→ **GOALS**:
1. Reproduce the whole forum excerpt about slow TCP throughput in Zephyr, word for word.
2. Pick out and copy each line of the records that contains the string "wall". Case matters.

→ **GIVEN TEXT**:

For UDP transfers I got around 10Mbps but for TCP the result was only 10kbps which is really bad.

I tried if some older versions of Zephyr behaves better - fortunately v2.0.0 got me also around 10Mbps for TCP in zperf. With bisecting i found that this issue starts with d88f25bd763e2dfa70873b3c2321f2f8677d643d.

I hoped that reverting it will solve also the slow big_http_download but surprisingly the download speed is still suspiciously low. I will continue to investigate this tomorrow.

I do not know if these issues are related just with STM32 platform. I have just mentioned nucleo_f429zi and custom board with STM32F750 which has slightly different ethernet peripheral and my driver is written also using HAL. Both behaves in same way.

The issues I met so far with Zephyr networking stack pose a question to me if it is mature enough for production?

rlubos commented 2 years ago

@hakehuang What test code did you use on the Zephyr side, zperf? Note, there's currently a bug, fixed in https://github.com/zephyrproject-rtos/zephyr/pull/43379, w/o it you won't get decent results (the recv window gets filled and the communication stalls).

→ **MATERIAL PROVIDED**:

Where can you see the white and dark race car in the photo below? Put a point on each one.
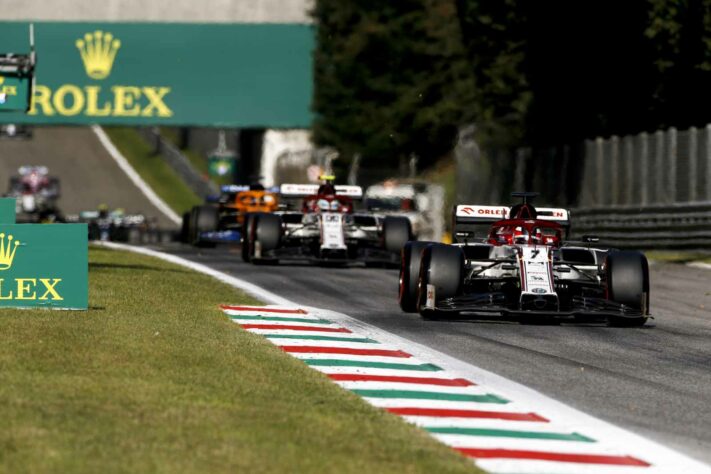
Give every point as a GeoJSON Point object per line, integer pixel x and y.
{"type": "Point", "coordinates": [514, 262]}
{"type": "Point", "coordinates": [13, 131]}
{"type": "Point", "coordinates": [325, 228]}
{"type": "Point", "coordinates": [117, 226]}
{"type": "Point", "coordinates": [420, 202]}
{"type": "Point", "coordinates": [36, 194]}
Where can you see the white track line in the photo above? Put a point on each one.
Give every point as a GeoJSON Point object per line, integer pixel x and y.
{"type": "Point", "coordinates": [663, 459]}
{"type": "Point", "coordinates": [702, 265]}
{"type": "Point", "coordinates": [126, 167]}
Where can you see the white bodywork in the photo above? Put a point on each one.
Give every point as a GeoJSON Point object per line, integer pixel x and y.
{"type": "Point", "coordinates": [332, 236]}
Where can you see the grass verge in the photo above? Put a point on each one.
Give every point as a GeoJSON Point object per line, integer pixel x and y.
{"type": "Point", "coordinates": [673, 256]}
{"type": "Point", "coordinates": [160, 177]}
{"type": "Point", "coordinates": [196, 159]}
{"type": "Point", "coordinates": [154, 378]}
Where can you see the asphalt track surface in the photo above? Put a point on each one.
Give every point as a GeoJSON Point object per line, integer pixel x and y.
{"type": "Point", "coordinates": [88, 175]}
{"type": "Point", "coordinates": [654, 380]}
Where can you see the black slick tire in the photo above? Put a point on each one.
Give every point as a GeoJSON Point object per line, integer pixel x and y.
{"type": "Point", "coordinates": [628, 284]}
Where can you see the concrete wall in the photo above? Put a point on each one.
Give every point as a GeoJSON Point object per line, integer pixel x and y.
{"type": "Point", "coordinates": [200, 11]}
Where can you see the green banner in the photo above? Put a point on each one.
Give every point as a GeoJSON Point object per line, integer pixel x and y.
{"type": "Point", "coordinates": [7, 210]}
{"type": "Point", "coordinates": [230, 75]}
{"type": "Point", "coordinates": [13, 93]}
{"type": "Point", "coordinates": [44, 266]}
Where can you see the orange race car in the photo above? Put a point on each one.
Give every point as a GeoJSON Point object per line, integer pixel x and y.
{"type": "Point", "coordinates": [221, 220]}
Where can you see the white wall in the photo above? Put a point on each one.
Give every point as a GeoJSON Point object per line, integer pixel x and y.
{"type": "Point", "coordinates": [193, 11]}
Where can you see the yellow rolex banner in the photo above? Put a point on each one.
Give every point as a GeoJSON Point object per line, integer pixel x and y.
{"type": "Point", "coordinates": [44, 266]}
{"type": "Point", "coordinates": [230, 75]}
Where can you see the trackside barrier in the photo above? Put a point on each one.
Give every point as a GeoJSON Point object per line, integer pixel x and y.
{"type": "Point", "coordinates": [675, 226]}
{"type": "Point", "coordinates": [179, 163]}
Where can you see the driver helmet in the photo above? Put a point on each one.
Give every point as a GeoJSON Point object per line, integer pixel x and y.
{"type": "Point", "coordinates": [520, 235]}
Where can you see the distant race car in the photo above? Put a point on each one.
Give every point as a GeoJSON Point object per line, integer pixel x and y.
{"type": "Point", "coordinates": [114, 226]}
{"type": "Point", "coordinates": [36, 194]}
{"type": "Point", "coordinates": [520, 266]}
{"type": "Point", "coordinates": [222, 219]}
{"type": "Point", "coordinates": [15, 131]}
{"type": "Point", "coordinates": [420, 202]}
{"type": "Point", "coordinates": [325, 229]}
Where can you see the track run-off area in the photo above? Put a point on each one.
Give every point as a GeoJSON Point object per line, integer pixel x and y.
{"type": "Point", "coordinates": [519, 398]}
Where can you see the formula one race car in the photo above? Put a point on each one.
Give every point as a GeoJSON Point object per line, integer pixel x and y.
{"type": "Point", "coordinates": [15, 131]}
{"type": "Point", "coordinates": [521, 267]}
{"type": "Point", "coordinates": [420, 202]}
{"type": "Point", "coordinates": [222, 220]}
{"type": "Point", "coordinates": [36, 194]}
{"type": "Point", "coordinates": [325, 229]}
{"type": "Point", "coordinates": [114, 226]}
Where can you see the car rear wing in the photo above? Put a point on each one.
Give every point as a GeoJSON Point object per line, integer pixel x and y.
{"type": "Point", "coordinates": [472, 222]}
{"type": "Point", "coordinates": [238, 188]}
{"type": "Point", "coordinates": [303, 190]}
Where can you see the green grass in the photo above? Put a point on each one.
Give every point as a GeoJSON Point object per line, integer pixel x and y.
{"type": "Point", "coordinates": [159, 176]}
{"type": "Point", "coordinates": [154, 378]}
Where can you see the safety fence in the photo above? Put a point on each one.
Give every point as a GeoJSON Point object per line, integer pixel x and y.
{"type": "Point", "coordinates": [665, 167]}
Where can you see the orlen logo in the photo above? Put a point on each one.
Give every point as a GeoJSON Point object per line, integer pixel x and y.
{"type": "Point", "coordinates": [482, 211]}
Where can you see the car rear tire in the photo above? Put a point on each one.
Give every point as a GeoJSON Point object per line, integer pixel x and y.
{"type": "Point", "coordinates": [185, 228]}
{"type": "Point", "coordinates": [397, 231]}
{"type": "Point", "coordinates": [267, 234]}
{"type": "Point", "coordinates": [628, 284]}
{"type": "Point", "coordinates": [245, 237]}
{"type": "Point", "coordinates": [442, 266]}
{"type": "Point", "coordinates": [410, 260]}
{"type": "Point", "coordinates": [206, 219]}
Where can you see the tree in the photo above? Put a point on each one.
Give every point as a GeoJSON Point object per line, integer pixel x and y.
{"type": "Point", "coordinates": [391, 79]}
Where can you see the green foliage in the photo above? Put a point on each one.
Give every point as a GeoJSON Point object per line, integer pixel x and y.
{"type": "Point", "coordinates": [494, 36]}
{"type": "Point", "coordinates": [391, 79]}
{"type": "Point", "coordinates": [679, 34]}
{"type": "Point", "coordinates": [153, 169]}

→ **ANSWERS PER TASK**:
1.
For UDP transfers I got around 10Mbps but for TCP the result was only 10kbps which is really bad.

I tried if some older versions of Zephyr behaves better - fortunately v2.0.0 got me also around 10Mbps for TCP in zperf. With bisecting i found that this issue starts with d88f25bd763e2dfa70873b3c2321f2f8677d643d.

I hoped that reverting it will solve also the slow big_http_download but surprisingly the download speed is still suspiciously low. I will continue to investigate this tomorrow.

I do not know if these issues are related just with STM32 platform. I have just mentioned nucleo_f429zi and custom board with STM32F750 which has slightly different ethernet peripheral and my driver is written also using HAL. Both behaves in same way.

The issues I met so far with Zephyr networking stack pose a question to me if it is mature enough for production?

rlubos commented 2 years ago

@hakehuang What test code did you use on the Zephyr side, zperf? Note, there's currently a bug, fixed in https://github.com/zephyrproject-rtos/zephyr/pull/43379, w/o it you won't get decent results (the recv window gets filled and the communication stalls).

2.
Where can you see the concrete wall in the photo above? Put a point on each one.
Where can you see the white wall in the photo above? Put a point on each one.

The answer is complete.